### Excerpted text
::::

In Women’s War: Fighting and Surviving the American Civil War, Stephanie McCurry challenges the tendency to position women outside of histories of conflict, examining the roles played by different groups of women during the US Civil War and its aftermath. The study collapses the gendered separation of war and women by positioning women as an integral part of military history, writes Ben Margulies, and it expands the scope of the political in ways that inform our understanding of today as much as they do our knowledge of the US Civil War.
Women’s War: Fighting and Surviving the American Civil War. Stephanie McCurry. Harvard UP. 2019.
Women’s Wars and Wars Over Women
Recently, a fragment of the COVID-19 culture wars caught the attention of Twitter. R.R. Reno, editor of the US religious journal First Things, wrote: ‘By the way, the WWII vets did not wear masks. They’re men, not cowards. Masks = enforced cowardice.’ The analogy falls somewhere between feeble and failed, but it is revealing. (It is also deleted, which doesn’t strike me as a profile in courage – but I digress. Reno apologised for his comments here.)

::::

### Information supplied
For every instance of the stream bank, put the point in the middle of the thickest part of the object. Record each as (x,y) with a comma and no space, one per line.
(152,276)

::::

### Task directions
Copy the part of the review starting with "In Women’s War: Fighting" and going on through "Harvard UP. 2019.", word for word.

### Solution to this problem
In Women’s War: Fighting and Surviving the American Civil War, Stephanie McCurry challenges the tendency to position women outside of histories of conflict, examining the roles played by different groups of women during the US Civil War and its aftermath. The study collapses the gendered separation of war and women by positioning women as an integral part of military history, writes Ben Margulies, and it expands the scope of the political in ways that inform our understanding of today as much as they do our knowledge of the US Civil War.
Women’s War: Fighting and Surviving the American Civil War. Stephanie McCurry. Harvard UP. 2019.